## [TASK TO CARRY OUT]
In the tardigrade article, at what temperature were the moss samples stored?

## [SUPPLIED PASSAGE]

After 30 Years on Ice, This Thing Came Back to Life

Revived tardigrade sets new record
By Luke Roney,  Newser Staff
Posted Jan 16, 2016 5:15 PM CST
After 30 Years on Ice, This Thing Came Back to Life
A tardigrade.   (AP Photo/Bob Goldstein & Vicki Madden, UNC Chapel Hill)

Japanese researchers have successfully awakened a microscopic tardigrade (more colloquially known as a waterbear) after it spent three decades in a subzero slumber, the Telegraph reports. That's a new record; previous Antarctic specimens were revived after about eight years, per the study, published last month in Cryobiology . In November 1983, moss samples were collected during a Japanese Antarctic expedition and stored at -4 degrees Fahrenheit. In March 2014, researchers thawed the specimens and found two tardigrades whose bodies were not fully extended, extension being a mark of tardigrade death. They were dubbed Sleeping Beauty-1 and Sleeping Beauty-2; an extracted egg was called Sleeping Beauty-3. SB-2 died after 20 days—but the other made a total recovery and the once-frozen egg hatched.

The study charts SB-1's emergence: "SB-1 started to slowly crawl on the agar surface of the culture well on day 9, and started to eat the algal food provided." It ultimately laid 19 eggs, of which 14 hatched. As for the egg SB-3, it hatched 6 days after rehydration and laid 15 eggs, of which 7 hatched. The goal of the undertaking is "to unravel the mechanism for long-term survival by looking into damage to tardigrades' DNA and their ability to repair it," says a researcher, per the BBC. Though tardigardes are known for their ability to survive extreme conditions, such as heat, pressure, and lack of oxygen, a previous study had suggested that 10 years was the survival threshold for the creatures under typical atmospheric oxygen conditions. Gizmodo points out the tardigrade doesn't hold the all-time record, though: The nematode worm Tylenchus polyhypnus was recovered after nearly 39 years frozen.(Tardigrades have even survived the vacuum of space.)

## [INFORMATION PROVIDED]
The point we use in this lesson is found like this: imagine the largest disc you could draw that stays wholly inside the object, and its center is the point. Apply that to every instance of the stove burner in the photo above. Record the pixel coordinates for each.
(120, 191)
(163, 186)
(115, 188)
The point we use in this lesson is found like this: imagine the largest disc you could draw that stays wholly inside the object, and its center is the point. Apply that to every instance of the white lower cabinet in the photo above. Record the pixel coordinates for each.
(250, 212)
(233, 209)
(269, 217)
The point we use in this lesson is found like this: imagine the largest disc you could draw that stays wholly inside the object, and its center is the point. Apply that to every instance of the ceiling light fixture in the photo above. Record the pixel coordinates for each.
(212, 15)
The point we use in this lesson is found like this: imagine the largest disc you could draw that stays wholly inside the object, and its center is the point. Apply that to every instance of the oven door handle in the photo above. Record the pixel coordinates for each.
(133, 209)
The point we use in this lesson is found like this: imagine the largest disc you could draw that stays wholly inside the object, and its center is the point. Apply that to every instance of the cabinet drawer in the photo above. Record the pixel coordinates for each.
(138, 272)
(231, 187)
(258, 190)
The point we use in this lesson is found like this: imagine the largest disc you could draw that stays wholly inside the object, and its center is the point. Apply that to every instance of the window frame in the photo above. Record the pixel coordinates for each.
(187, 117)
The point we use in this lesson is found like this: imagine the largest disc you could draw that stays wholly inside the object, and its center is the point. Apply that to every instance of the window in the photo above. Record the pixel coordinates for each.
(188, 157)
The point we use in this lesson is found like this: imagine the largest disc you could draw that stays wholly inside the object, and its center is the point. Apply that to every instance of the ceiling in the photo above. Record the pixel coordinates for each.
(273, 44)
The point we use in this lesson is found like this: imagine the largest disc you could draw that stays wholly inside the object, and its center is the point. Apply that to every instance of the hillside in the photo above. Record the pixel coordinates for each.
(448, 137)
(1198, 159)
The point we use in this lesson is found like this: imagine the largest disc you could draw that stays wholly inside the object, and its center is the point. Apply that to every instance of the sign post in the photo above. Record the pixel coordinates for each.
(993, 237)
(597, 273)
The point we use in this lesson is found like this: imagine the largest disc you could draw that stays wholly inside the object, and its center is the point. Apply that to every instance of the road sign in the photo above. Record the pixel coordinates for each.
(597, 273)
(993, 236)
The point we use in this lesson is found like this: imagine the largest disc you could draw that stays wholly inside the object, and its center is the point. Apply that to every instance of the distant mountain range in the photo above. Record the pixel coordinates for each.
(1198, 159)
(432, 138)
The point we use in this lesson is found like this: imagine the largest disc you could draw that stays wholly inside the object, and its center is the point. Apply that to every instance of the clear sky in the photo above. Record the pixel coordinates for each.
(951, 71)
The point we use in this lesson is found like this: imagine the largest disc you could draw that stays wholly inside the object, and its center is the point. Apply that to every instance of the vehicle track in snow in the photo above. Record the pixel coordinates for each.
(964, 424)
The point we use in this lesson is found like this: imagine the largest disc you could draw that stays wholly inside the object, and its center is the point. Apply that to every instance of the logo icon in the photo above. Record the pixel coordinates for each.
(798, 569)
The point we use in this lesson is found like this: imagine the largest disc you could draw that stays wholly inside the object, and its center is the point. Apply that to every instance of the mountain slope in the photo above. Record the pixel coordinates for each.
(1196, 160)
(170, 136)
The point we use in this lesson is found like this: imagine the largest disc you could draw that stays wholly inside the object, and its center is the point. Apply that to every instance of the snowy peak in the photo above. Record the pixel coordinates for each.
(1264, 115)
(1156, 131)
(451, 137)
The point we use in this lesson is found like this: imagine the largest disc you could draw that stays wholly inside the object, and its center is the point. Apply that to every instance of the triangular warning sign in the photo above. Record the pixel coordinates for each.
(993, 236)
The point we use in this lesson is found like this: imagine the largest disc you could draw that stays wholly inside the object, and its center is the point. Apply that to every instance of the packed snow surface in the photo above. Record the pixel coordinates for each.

## [RESPONSE TO THIS TASK]
-4 degrees Fahrenheit